TO DO
Please retype the rows below, from the line containing "Task: tag every instance of the man with" through the end of the rows, leaving the pictures out of your copy.

RECORDS PROVIDED
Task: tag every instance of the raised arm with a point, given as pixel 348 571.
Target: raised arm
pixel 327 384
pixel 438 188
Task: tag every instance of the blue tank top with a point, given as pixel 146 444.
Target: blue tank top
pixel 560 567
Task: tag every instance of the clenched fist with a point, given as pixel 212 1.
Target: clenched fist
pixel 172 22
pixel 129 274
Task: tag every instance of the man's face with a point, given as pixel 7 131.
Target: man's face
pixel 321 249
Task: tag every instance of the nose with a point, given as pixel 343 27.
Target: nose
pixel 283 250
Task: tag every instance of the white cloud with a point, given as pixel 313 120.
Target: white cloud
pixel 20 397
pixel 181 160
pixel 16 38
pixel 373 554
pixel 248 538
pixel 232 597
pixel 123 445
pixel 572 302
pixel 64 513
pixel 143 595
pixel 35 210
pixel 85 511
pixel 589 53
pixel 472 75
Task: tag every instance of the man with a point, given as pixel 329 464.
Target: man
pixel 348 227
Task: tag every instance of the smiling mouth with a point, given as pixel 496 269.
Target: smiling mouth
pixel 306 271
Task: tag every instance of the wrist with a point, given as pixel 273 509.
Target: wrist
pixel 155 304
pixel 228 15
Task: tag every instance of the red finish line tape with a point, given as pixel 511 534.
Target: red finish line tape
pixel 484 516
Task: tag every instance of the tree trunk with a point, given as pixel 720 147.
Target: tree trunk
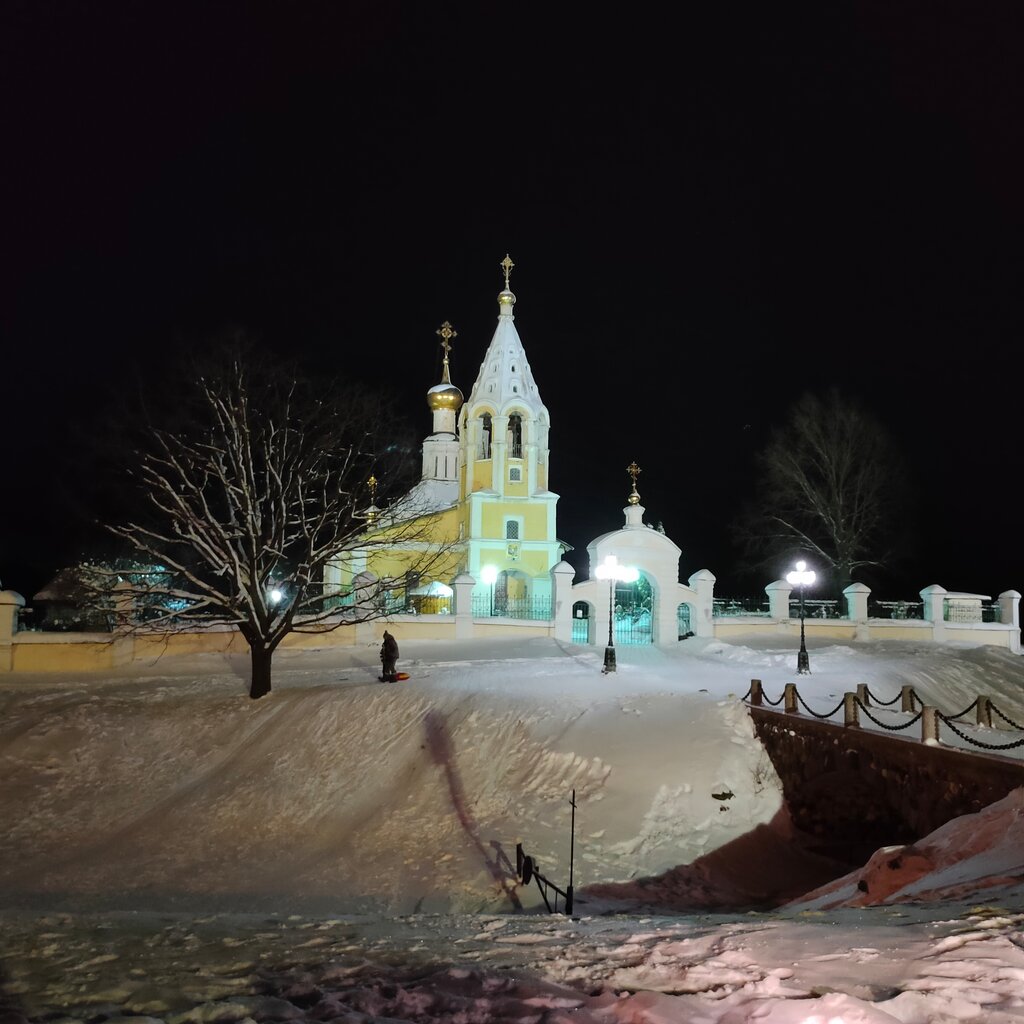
pixel 260 659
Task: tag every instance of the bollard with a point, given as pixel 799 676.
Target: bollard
pixel 791 698
pixel 850 718
pixel 984 713
pixel 930 725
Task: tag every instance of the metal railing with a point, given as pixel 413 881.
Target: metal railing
pixel 896 609
pixel 725 606
pixel 485 606
pixel 817 608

RESULT OF THIS EXERCISE
Task: tag every instance of the man with a point, given as pixel 329 464.
Target: man
pixel 348 227
Task: tag every instance of the smiling mouth with a point, given as pixel 496 269.
Target: smiling mouth
pixel 306 271
Task: tag every instance of the wrist with a point, given as pixel 273 509.
Target: wrist
pixel 155 304
pixel 228 15
Task: tag every instance of the red finish line tape with a point, given as pixel 511 534.
Target: red finish line tape
pixel 484 516
Task: tag every instance of the tree trunk with a point, given as pixel 720 147.
Target: tree trunk
pixel 260 659
Task: tag every instance of the bollard with a point, given as pixel 799 676.
Target: bollard
pixel 791 698
pixel 850 718
pixel 984 713
pixel 930 725
Task: tag every instance of the metal railing with a point, given as pixel 413 881.
Target: metal railing
pixel 896 609
pixel 725 606
pixel 485 606
pixel 817 608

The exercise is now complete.